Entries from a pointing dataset
begin

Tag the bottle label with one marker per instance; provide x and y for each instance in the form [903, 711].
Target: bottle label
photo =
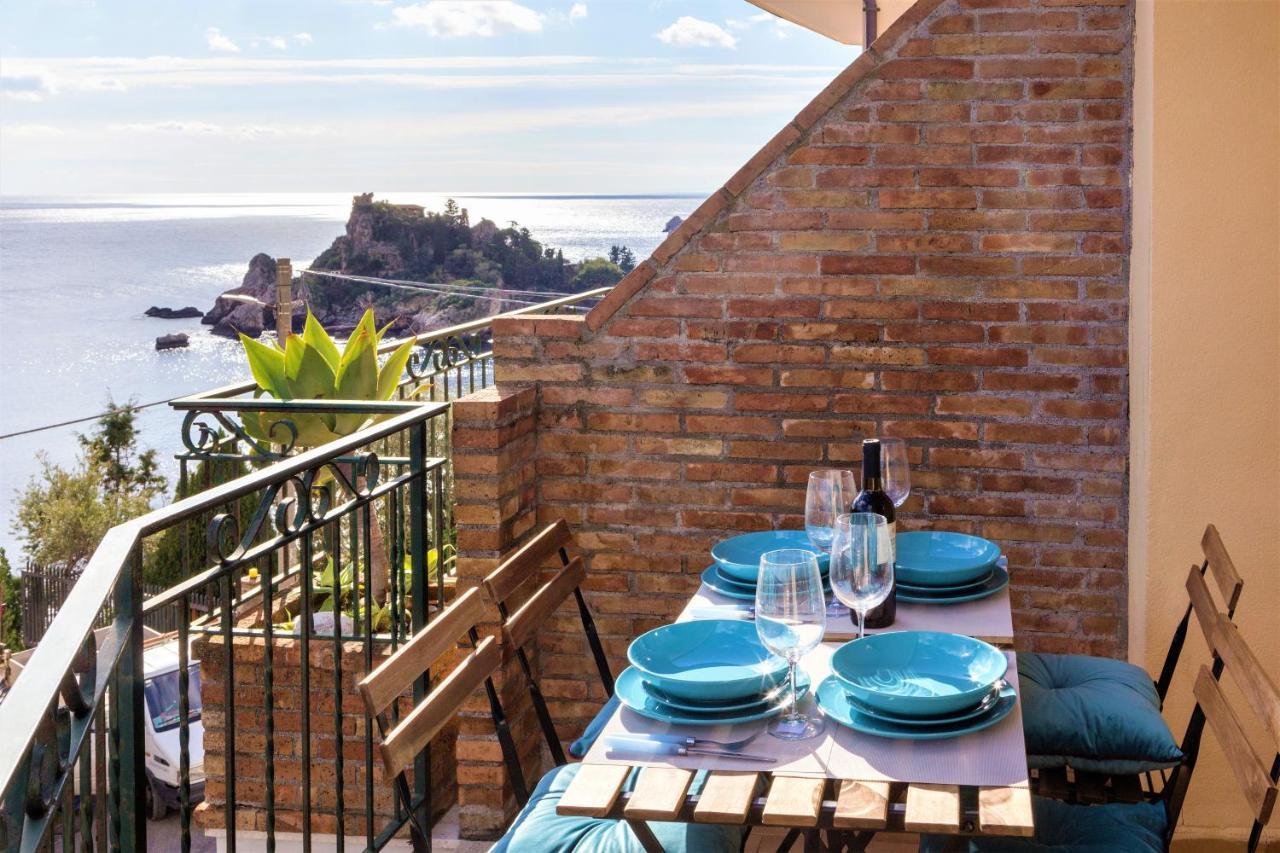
[887, 542]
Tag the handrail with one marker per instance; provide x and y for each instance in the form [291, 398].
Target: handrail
[27, 702]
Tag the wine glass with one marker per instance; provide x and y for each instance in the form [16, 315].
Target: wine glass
[791, 619]
[862, 565]
[831, 491]
[896, 470]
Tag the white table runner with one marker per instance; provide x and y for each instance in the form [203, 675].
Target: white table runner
[993, 757]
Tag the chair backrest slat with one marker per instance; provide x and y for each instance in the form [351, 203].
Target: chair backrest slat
[406, 740]
[525, 621]
[397, 674]
[1260, 792]
[1221, 566]
[525, 562]
[1202, 603]
[1258, 689]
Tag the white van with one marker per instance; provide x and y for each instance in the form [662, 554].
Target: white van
[163, 752]
[161, 743]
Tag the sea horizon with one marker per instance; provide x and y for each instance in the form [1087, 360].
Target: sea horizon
[77, 272]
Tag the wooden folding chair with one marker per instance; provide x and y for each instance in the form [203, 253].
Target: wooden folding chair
[520, 624]
[1220, 569]
[405, 742]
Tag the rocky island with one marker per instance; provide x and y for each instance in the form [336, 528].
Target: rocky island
[480, 263]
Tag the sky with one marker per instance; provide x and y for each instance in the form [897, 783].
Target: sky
[575, 96]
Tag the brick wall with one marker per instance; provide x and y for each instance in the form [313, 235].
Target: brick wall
[494, 443]
[935, 249]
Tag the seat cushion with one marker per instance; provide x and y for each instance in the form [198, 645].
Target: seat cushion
[538, 829]
[583, 746]
[1118, 828]
[1095, 714]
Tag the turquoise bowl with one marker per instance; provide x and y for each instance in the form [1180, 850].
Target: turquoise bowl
[739, 557]
[918, 674]
[938, 559]
[714, 660]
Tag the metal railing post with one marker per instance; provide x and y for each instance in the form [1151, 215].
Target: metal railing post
[131, 705]
[419, 564]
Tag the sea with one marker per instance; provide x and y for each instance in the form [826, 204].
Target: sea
[77, 274]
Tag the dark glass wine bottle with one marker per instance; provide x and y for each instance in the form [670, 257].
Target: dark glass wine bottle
[872, 498]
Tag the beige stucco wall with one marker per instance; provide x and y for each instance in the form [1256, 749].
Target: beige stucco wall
[1206, 340]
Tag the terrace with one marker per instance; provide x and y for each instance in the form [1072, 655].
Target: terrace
[1036, 240]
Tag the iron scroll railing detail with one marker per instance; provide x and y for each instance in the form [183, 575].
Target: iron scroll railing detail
[72, 755]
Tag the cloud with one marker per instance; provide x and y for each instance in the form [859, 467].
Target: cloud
[461, 18]
[197, 128]
[695, 32]
[215, 40]
[36, 78]
[32, 131]
[31, 87]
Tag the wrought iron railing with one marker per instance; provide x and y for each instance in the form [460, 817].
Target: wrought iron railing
[356, 529]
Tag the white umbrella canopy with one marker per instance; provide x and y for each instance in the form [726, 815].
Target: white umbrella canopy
[845, 21]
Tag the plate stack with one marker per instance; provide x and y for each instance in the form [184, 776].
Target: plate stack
[737, 561]
[917, 685]
[705, 673]
[935, 568]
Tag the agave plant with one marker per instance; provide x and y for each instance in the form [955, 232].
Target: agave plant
[310, 366]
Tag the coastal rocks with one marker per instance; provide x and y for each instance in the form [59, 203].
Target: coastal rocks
[241, 309]
[173, 314]
[174, 341]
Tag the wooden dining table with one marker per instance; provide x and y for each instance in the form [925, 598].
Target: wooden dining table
[842, 801]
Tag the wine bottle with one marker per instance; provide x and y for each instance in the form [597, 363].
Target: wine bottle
[873, 498]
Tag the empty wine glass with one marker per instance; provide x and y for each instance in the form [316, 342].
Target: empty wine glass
[791, 619]
[862, 565]
[896, 470]
[831, 491]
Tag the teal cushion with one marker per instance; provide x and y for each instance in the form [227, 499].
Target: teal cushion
[538, 829]
[1073, 829]
[583, 746]
[1095, 714]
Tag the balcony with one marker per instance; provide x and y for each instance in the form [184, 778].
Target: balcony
[984, 237]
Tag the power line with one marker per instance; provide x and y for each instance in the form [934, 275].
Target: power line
[397, 283]
[81, 420]
[446, 288]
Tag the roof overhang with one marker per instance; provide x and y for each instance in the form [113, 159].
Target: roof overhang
[845, 21]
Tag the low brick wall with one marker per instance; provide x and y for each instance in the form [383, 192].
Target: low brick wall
[284, 751]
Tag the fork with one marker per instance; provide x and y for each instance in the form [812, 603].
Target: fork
[681, 740]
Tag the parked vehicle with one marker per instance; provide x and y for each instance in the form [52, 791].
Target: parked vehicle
[163, 746]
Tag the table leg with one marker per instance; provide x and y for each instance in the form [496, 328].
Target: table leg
[645, 836]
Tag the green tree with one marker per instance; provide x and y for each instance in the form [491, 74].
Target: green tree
[597, 272]
[10, 606]
[622, 258]
[64, 512]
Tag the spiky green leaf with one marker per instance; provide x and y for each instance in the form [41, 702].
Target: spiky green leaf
[266, 364]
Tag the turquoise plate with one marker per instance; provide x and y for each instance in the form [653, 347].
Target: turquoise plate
[917, 674]
[631, 693]
[945, 720]
[835, 703]
[739, 557]
[936, 557]
[950, 589]
[999, 580]
[758, 703]
[707, 660]
[718, 583]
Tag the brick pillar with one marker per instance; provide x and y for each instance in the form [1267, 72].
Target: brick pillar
[494, 491]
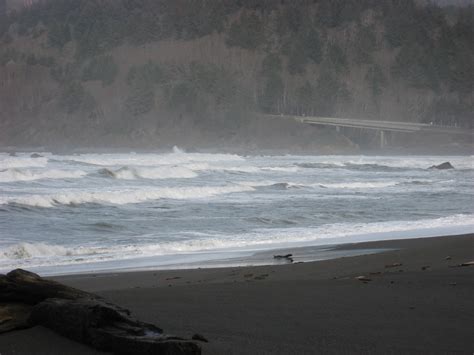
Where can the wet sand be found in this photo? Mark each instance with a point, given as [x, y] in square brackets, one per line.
[423, 306]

end

PROBLEM TO SOLVE -> Please recast all of the data above as a JSON list of strings with one string per line, skipping blank lines and leaving the pictures out.

TASK ANSWER ->
[
  "Tag the bottle label with one marker per instance; provide x and y for each instance in the form [903, 711].",
  "Target: bottle label",
  "photo =",
  "[887, 542]",
  "Tag the handrail with one marker per instance; provide x and y for each instance in the form [291, 398].",
  "Target: handrail",
  "[27, 702]",
  "Tag the wine glass with one marker per instance; provide x and y for each instance in the form [16, 315].",
  "Target: wine glass",
  "[791, 619]",
  "[862, 565]",
  "[831, 491]",
  "[896, 470]",
  "Tag the white table runner with one marker per instance; provide x and y for each instance in the form [203, 675].",
  "Target: white table runner",
  "[993, 757]",
  "Tag the chair backrest slat with one marker per instance; provide x and y for each instance in the form [351, 203].",
  "Target: chair backrest slat",
  "[406, 740]",
  "[525, 621]",
  "[397, 674]",
  "[1260, 792]",
  "[1221, 566]",
  "[525, 562]",
  "[1202, 603]",
  "[1258, 689]",
  "Tag the white van with one marker per instance; provide x and y for each instance in the form [662, 554].",
  "Target: white van",
  "[163, 752]",
  "[161, 743]",
  "Tag the sea horizon with one marker per instance; provide x and y for each instance in the form [1087, 360].",
  "Target: sea horizon",
  "[77, 272]",
  "Tag the wooden folding chair with one marker per instance; provide x and y for each instance in the form [203, 253].",
  "Target: wooden folding chair",
  "[520, 624]",
  "[1220, 569]",
  "[405, 742]",
  "Tag the rocky island with one marker per instance; provide x and y for each instance in the form [336, 528].",
  "Target: rocky island",
  "[480, 263]",
  "Tag the sky with one marker per instance; provide x and y for each instance in the form [897, 783].",
  "Target: sky",
  "[575, 96]",
  "Tag the brick wall with one marker per instance; provide x and y for each instance in the form [313, 235].",
  "Target: brick wall",
  "[494, 443]",
  "[935, 249]",
  "Tag the seat cushion with one marker per instance; provide x and y for each instance in the form [198, 645].",
  "Target: seat cushion",
  "[538, 829]",
  "[583, 746]",
  "[1118, 828]",
  "[1095, 714]",
  "Tag the turquoise bowl with one marker per instance; provide x and y for each instance in the form [1180, 850].",
  "Target: turquoise bowl",
  "[739, 557]",
  "[918, 674]",
  "[938, 559]",
  "[714, 660]",
  "Tag the metal railing post with one marker per instance; provide x and y for each instance in the form [1151, 215].",
  "Target: metal railing post",
  "[131, 705]",
  "[419, 564]",
  "Tag the sea with one marker per instance; provide x and y for each instance in the form [826, 204].",
  "Target: sea",
  "[77, 274]",
  "Tag the dark glass wine bottle with one marker per instance; provide x and y for each instance in the form [670, 257].",
  "Target: dark glass wine bottle",
  "[872, 498]",
  "Tag the beige stucco wall with one marker per instance; provide x and y for each instance in the form [1256, 749].",
  "Target: beige stucco wall",
  "[1206, 340]",
  "Tag the terrace with one marker per instance; provide x and y for each instance in the form [1072, 655].",
  "Target: terrace",
  "[1036, 240]",
  "Tag the iron scroll railing detail with one marker per instance; provide x and y for each instance in the form [183, 575].",
  "Target: iron scroll railing detail",
  "[72, 755]",
  "Tag the cloud with one marker per instance; provide x and y for each instance in the form [859, 467].",
  "Target: cloud",
  "[461, 18]",
  "[197, 128]",
  "[695, 32]",
  "[215, 40]",
  "[36, 78]",
  "[32, 131]",
  "[31, 87]",
  "Tag the wrought iron railing with one marker per instance; provide x and y for each instance in the form [460, 817].",
  "Target: wrought iron railing",
  "[356, 529]",
  "Tag the white umbrella canopy with one marker per instance; provide x and y for each instance in the form [726, 815].",
  "Target: white umbrella canopy",
  "[845, 21]",
  "Tag the plate stack with one marker per instance; provide x and y for each instance in the form [184, 776].",
  "Target: plate stack",
  "[737, 561]",
  "[917, 685]",
  "[705, 673]",
  "[935, 568]",
  "Tag the agave plant with one marker per instance; provide x and y for each instance in the form [955, 232].",
  "Target: agave plant",
  "[310, 366]",
  "Tag the coastal rocks with one marker per instance; provide x and y for each instance in the form [59, 203].",
  "Target: coastal rocks",
  "[241, 309]",
  "[173, 314]",
  "[174, 341]",
  "Tag the wooden dining table with one marker per instance; provide x and y for each instance in the form [925, 598].",
  "Target: wooden dining table",
  "[842, 801]",
  "Tag the wine bottle with one marker per instance; provide x and y for each instance in the form [597, 363].",
  "Target: wine bottle",
  "[873, 498]",
  "Tag the empty wine glass with one marker per instance; provide x and y for each instance in the form [316, 342].",
  "Target: empty wine glass",
  "[791, 619]",
  "[862, 565]",
  "[896, 470]",
  "[831, 491]",
  "Tag the teal cushion with one marker per instance; provide x and y for each instance in the form [227, 499].",
  "Target: teal cushion",
  "[538, 829]",
  "[1073, 829]",
  "[583, 746]",
  "[1095, 714]",
  "Tag the balcony with one marker per instance; provide x and y for each instance in the form [184, 778].",
  "Target: balcony",
  "[984, 237]",
  "Tag the power line with one marker per instance; provide x and y for each instance in the form [934, 275].",
  "Target: power line",
  "[397, 283]",
  "[81, 420]",
  "[446, 288]",
  "Tag the roof overhang with one marker per instance; provide x and y for each instance in the form [113, 159].",
  "Target: roof overhang",
  "[845, 21]",
  "Tag the low brick wall with one marker per instance; provide x and y for each instance in the form [383, 192].",
  "Target: low brick wall",
  "[284, 751]",
  "Tag the fork with one marker per instance; provide x and y for each instance in the form [812, 603].",
  "Target: fork",
  "[681, 740]",
  "Tag the parked vehicle with one marker per instance; provide x and y for each instance in the form [52, 791].",
  "Target: parked vehicle",
  "[163, 746]",
  "Tag the table leg with one marker per instance; provide x and y for each instance in the form [496, 328].",
  "Target: table leg",
  "[645, 836]",
  "Tag the green tree with one marker per instance; provide x and y for each instance in the form [491, 74].",
  "Target: green tree",
  "[597, 272]",
  "[10, 606]",
  "[622, 258]",
  "[64, 512]",
  "Tag the spiky green leaf with one marker per instance; provide x and y for each instance in the form [41, 702].",
  "Target: spiky green leaf",
  "[266, 364]",
  "Tag the turquoise plate with one marker per instance; provide x and y for each instance in the form [653, 347].",
  "Target: turquoise plate",
  "[917, 674]",
  "[631, 693]",
  "[945, 720]",
  "[835, 703]",
  "[739, 557]",
  "[936, 557]",
  "[950, 589]",
  "[999, 580]",
  "[758, 703]",
  "[707, 660]",
  "[718, 583]",
  "Tag the brick pillar with one marker per instance; provide x and y for each instance in the form [1267, 72].",
  "Target: brick pillar",
  "[494, 491]",
  "Where can the wet sand be found in this photo? Mark each instance with a point, given as [x, y] in square brackets, one per line.",
  "[423, 306]"
]